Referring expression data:
=-=-=-=-=

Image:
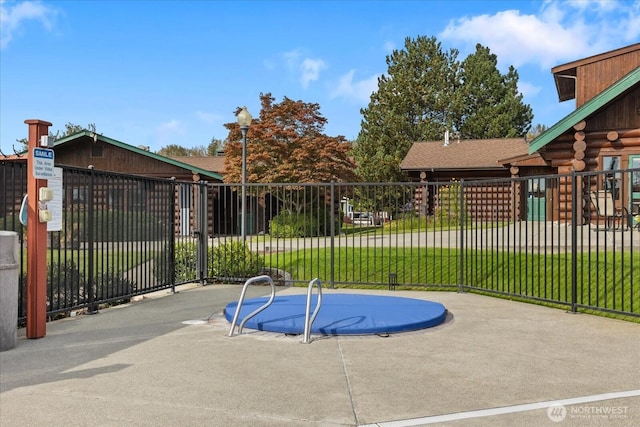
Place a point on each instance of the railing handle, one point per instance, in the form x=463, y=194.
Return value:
x=309, y=321
x=241, y=300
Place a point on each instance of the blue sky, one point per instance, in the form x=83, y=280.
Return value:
x=155, y=73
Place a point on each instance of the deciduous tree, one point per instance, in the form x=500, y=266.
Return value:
x=286, y=144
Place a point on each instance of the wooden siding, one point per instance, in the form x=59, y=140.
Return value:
x=621, y=114
x=81, y=153
x=593, y=78
x=495, y=201
x=583, y=151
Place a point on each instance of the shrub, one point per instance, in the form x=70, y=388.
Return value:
x=65, y=286
x=234, y=260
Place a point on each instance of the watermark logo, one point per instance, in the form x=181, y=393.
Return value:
x=559, y=413
x=556, y=413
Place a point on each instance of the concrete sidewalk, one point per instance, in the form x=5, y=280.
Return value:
x=166, y=361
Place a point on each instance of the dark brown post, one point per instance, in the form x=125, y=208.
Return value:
x=36, y=241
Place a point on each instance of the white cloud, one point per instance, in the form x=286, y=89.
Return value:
x=559, y=32
x=14, y=15
x=310, y=69
x=389, y=46
x=359, y=91
x=528, y=89
x=292, y=58
x=209, y=118
x=168, y=130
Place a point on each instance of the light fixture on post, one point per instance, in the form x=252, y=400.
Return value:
x=244, y=120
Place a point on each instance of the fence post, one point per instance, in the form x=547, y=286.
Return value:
x=574, y=241
x=202, y=234
x=172, y=235
x=90, y=242
x=9, y=272
x=462, y=219
x=333, y=234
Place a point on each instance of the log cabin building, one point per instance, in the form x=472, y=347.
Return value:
x=602, y=133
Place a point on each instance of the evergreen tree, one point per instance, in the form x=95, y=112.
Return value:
x=492, y=105
x=413, y=103
x=426, y=92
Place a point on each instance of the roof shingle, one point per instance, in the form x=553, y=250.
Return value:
x=466, y=154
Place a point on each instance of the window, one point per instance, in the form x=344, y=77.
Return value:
x=612, y=180
x=78, y=194
x=96, y=150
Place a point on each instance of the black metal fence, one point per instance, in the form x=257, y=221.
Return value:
x=569, y=240
x=115, y=241
x=545, y=238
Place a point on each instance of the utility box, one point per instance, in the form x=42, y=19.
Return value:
x=9, y=267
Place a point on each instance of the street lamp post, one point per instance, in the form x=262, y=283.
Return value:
x=244, y=120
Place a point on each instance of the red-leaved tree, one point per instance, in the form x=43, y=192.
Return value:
x=286, y=144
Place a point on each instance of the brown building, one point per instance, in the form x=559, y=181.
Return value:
x=603, y=133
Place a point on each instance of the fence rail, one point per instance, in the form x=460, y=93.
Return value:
x=543, y=238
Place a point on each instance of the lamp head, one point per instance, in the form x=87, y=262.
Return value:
x=244, y=118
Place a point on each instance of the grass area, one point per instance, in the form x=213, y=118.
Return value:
x=604, y=280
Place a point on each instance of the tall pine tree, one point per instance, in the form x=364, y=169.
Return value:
x=426, y=92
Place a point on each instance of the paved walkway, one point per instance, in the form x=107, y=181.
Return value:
x=166, y=361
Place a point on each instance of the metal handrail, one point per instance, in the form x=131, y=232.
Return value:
x=241, y=300
x=308, y=322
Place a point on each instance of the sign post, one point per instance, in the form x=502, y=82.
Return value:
x=39, y=167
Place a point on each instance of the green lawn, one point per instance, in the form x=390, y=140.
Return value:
x=603, y=279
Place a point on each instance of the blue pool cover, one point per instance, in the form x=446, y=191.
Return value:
x=341, y=314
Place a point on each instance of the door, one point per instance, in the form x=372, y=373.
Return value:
x=634, y=185
x=536, y=200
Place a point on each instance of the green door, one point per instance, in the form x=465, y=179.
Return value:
x=536, y=200
x=634, y=185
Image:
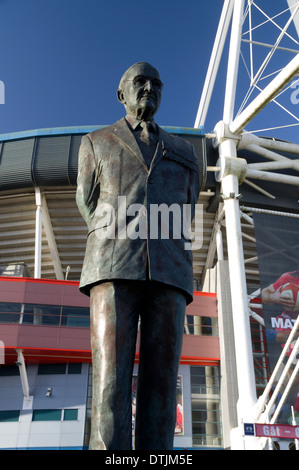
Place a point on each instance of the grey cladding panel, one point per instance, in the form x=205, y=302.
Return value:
x=15, y=164
x=50, y=165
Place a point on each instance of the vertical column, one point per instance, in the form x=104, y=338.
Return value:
x=38, y=234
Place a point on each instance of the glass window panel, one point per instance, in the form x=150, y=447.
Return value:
x=70, y=415
x=46, y=415
x=74, y=368
x=75, y=316
x=206, y=417
x=10, y=312
x=46, y=369
x=41, y=314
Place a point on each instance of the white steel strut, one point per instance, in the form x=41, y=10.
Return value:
x=230, y=134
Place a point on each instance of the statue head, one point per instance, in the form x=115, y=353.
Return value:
x=140, y=91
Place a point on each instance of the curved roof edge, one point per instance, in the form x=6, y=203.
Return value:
x=86, y=130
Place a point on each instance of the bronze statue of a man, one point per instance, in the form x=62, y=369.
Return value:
x=132, y=270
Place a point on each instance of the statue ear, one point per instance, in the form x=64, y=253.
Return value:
x=120, y=96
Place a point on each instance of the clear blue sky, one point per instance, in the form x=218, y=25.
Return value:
x=61, y=60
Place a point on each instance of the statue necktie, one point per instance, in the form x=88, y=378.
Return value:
x=145, y=135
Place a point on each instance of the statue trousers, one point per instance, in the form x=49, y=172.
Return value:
x=115, y=311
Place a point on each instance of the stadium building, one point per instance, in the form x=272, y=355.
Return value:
x=45, y=357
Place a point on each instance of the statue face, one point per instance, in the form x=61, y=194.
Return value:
x=140, y=91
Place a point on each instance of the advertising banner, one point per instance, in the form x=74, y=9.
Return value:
x=277, y=241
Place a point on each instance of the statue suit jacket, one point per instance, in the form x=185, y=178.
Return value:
x=118, y=196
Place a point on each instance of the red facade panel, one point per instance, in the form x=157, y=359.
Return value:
x=41, y=343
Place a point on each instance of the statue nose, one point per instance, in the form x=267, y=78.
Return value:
x=148, y=85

=-=-=-=-=

• [The problem]:
Extract every line containing the string "panel" from the data above.

• [Solution to the problem]:
Place a point on each instance of the grey cladding panel, one point per instance, in the form x=205, y=302.
Place a point on each instance of the glass window panel, one point per instance, in the form x=150, y=447.
Place a point on each instance of the red facade panel, one point per instance, in the form x=157, y=359.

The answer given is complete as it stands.